What the task requires:
Please revise the records starting at the beginning and ending at the line that contains "box: [3, 0, 235, 110]", swapping "rough mask" for "coarse mask" and changing nothing else. Give back only those lines, without the pictures.

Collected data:
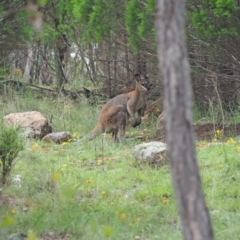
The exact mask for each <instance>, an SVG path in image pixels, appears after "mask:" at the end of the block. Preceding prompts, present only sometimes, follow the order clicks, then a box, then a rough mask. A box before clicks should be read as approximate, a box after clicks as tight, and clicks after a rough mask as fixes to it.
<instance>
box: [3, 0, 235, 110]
mask: <svg viewBox="0 0 240 240" xmlns="http://www.w3.org/2000/svg"><path fill="white" fill-rule="evenodd" d="M239 7H240V4H239V1H235V0H228V1H224V0H211V1H207V0H204V1H198V0H191V1H187V3H186V13H185V17H186V35H187V45H188V51H189V60H190V65H191V73H192V85H193V92H194V99H195V103H197V104H199V105H201V107H203V109H204V108H208V107H209V106H210V105H212V104H214V103H217V104H220V105H221V106H223V107H226V108H227V109H234V108H236V106H237V103H238V101H239V79H240V78H239V77H240V75H239V63H240V62H239V54H240V52H239V47H238V41H239V34H240V27H239V17H240V16H239ZM154 21H155V0H143V1H138V0H129V1H121V0H120V1H116V0H114V1H111V2H109V1H106V0H105V1H104V0H90V1H88V0H67V1H65V0H48V1H46V0H38V1H32V2H29V1H18V0H16V1H11V2H9V1H2V4H1V8H0V26H1V27H0V51H1V54H0V79H1V80H0V81H1V82H2V83H3V82H5V81H6V80H14V81H15V80H17V81H18V80H20V79H21V80H24V81H25V82H26V83H29V84H36V85H52V86H54V87H56V88H57V89H59V90H63V89H71V90H76V89H77V90H80V89H81V87H89V86H92V87H95V88H98V89H100V90H101V91H100V92H101V94H104V97H105V98H110V97H113V96H115V95H116V94H119V93H122V92H126V91H127V90H128V89H129V88H132V87H133V85H134V81H133V76H134V74H135V73H137V72H138V73H142V74H147V75H148V77H149V79H150V80H151V84H152V90H151V93H150V94H149V97H150V99H152V100H156V99H158V97H159V96H160V95H161V93H162V90H161V89H162V83H161V77H160V76H159V70H158V67H157V66H158V64H157V54H156V30H155V23H154ZM33 26H34V27H33ZM76 95H77V93H76V94H75V95H74V96H75V97H76Z"/></svg>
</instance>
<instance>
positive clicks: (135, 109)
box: [104, 74, 150, 127]
mask: <svg viewBox="0 0 240 240" xmlns="http://www.w3.org/2000/svg"><path fill="white" fill-rule="evenodd" d="M135 81H136V86H135V90H134V91H131V92H129V93H123V94H120V95H117V96H116V97H114V98H112V99H110V100H109V101H108V102H107V103H106V104H105V105H104V108H109V107H114V106H117V105H119V104H120V105H123V106H124V107H125V108H126V109H127V111H128V114H129V115H130V117H132V118H133V120H134V122H133V124H132V126H133V127H136V126H138V125H140V124H141V117H142V116H143V115H144V112H145V110H146V102H147V96H146V94H147V91H148V90H150V84H149V79H148V77H146V76H143V75H139V74H136V75H135ZM136 112H137V113H138V118H136V117H135V113H136Z"/></svg>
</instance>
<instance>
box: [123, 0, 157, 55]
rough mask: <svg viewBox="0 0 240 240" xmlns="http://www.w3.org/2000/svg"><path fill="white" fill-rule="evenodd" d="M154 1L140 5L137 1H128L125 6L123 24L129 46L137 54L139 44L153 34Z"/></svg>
mask: <svg viewBox="0 0 240 240" xmlns="http://www.w3.org/2000/svg"><path fill="white" fill-rule="evenodd" d="M154 10H155V0H149V1H148V2H147V4H146V5H142V4H141V2H140V1H138V0H130V1H128V3H127V5H126V12H125V24H126V29H127V33H128V36H129V44H130V45H131V47H132V48H133V49H134V51H135V52H138V50H139V47H140V44H141V42H142V40H143V39H145V38H146V37H147V36H151V35H152V34H153V32H154V30H153V29H154V14H153V13H154Z"/></svg>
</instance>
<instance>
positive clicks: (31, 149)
mask: <svg viewBox="0 0 240 240" xmlns="http://www.w3.org/2000/svg"><path fill="white" fill-rule="evenodd" d="M39 149H41V147H40V146H39V144H38V143H34V144H33V145H32V147H31V152H35V151H37V150H39Z"/></svg>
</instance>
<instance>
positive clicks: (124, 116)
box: [81, 105, 128, 141]
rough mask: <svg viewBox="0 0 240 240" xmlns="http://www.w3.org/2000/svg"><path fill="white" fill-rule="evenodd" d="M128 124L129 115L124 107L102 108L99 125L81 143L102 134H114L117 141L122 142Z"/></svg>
mask: <svg viewBox="0 0 240 240" xmlns="http://www.w3.org/2000/svg"><path fill="white" fill-rule="evenodd" d="M127 122H128V113H127V111H126V109H125V108H124V107H123V106H122V105H117V106H114V107H109V108H104V107H103V108H102V110H101V112H100V115H99V119H98V124H97V125H96V127H95V128H94V129H93V130H92V132H91V133H90V134H89V135H87V136H86V137H84V138H83V139H82V140H81V141H87V140H92V139H93V138H95V137H96V136H97V135H99V134H100V133H104V132H109V133H112V135H113V137H114V140H115V141H121V140H122V139H123V137H124V135H125V129H126V125H127Z"/></svg>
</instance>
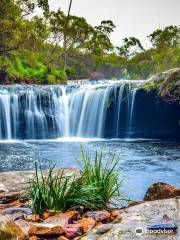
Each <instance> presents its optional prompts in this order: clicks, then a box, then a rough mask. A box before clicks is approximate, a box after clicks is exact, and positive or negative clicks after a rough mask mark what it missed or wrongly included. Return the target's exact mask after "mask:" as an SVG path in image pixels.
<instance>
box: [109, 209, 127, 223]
mask: <svg viewBox="0 0 180 240" xmlns="http://www.w3.org/2000/svg"><path fill="white" fill-rule="evenodd" d="M123 212H124V209H115V210H113V211H112V212H111V220H112V221H113V220H115V219H116V218H120V217H121V214H122V213H123Z"/></svg>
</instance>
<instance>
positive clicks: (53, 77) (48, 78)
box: [47, 74, 56, 85]
mask: <svg viewBox="0 0 180 240" xmlns="http://www.w3.org/2000/svg"><path fill="white" fill-rule="evenodd" d="M47 80H48V84H50V85H54V84H56V78H55V76H54V75H52V74H49V75H48V76H47Z"/></svg>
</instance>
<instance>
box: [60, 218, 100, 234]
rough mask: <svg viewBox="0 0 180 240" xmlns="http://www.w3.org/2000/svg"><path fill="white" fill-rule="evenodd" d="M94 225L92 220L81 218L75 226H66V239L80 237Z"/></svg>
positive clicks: (64, 230) (68, 224) (68, 225)
mask: <svg viewBox="0 0 180 240" xmlns="http://www.w3.org/2000/svg"><path fill="white" fill-rule="evenodd" d="M95 225H96V222H95V220H94V219H93V218H90V217H87V218H82V219H80V220H79V221H77V223H75V224H66V225H65V227H64V232H65V234H66V236H67V238H74V237H76V236H81V235H82V234H83V233H87V232H89V231H90V230H91V229H92V228H93V227H94V226H95Z"/></svg>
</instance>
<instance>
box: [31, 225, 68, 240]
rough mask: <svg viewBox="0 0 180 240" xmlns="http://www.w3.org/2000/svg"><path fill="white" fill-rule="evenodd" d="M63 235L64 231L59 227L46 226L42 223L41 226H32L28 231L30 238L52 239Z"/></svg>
mask: <svg viewBox="0 0 180 240" xmlns="http://www.w3.org/2000/svg"><path fill="white" fill-rule="evenodd" d="M63 233H64V230H63V228H62V227H61V226H58V225H57V224H48V223H42V224H36V225H34V226H32V227H31V228H30V229H29V235H30V236H33V235H35V236H39V237H41V236H42V237H43V236H47V237H51V236H52V237H54V236H60V235H62V234H63Z"/></svg>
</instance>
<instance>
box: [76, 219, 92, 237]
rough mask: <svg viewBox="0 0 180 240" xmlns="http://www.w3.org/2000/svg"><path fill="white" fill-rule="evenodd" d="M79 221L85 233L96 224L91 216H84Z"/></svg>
mask: <svg viewBox="0 0 180 240" xmlns="http://www.w3.org/2000/svg"><path fill="white" fill-rule="evenodd" d="M78 223H79V224H80V225H81V226H82V228H83V231H84V232H85V233H87V232H89V231H90V230H91V229H92V228H93V227H94V226H95V225H96V222H95V220H94V219H93V218H91V217H88V218H82V219H81V220H79V221H78Z"/></svg>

Output of the task:
The exact mask for each <instance>, an SVG path in image pixels, appears after "mask:" at the end of the block. Preceding prompts, present only sometimes, follow the order clicks, then a box, then a coarse mask. A box before clicks should be read as approximate, a box after clicks as tight, and clicks after a coarse mask as fixes to it.
<instance>
box: [3, 0, 235, 110]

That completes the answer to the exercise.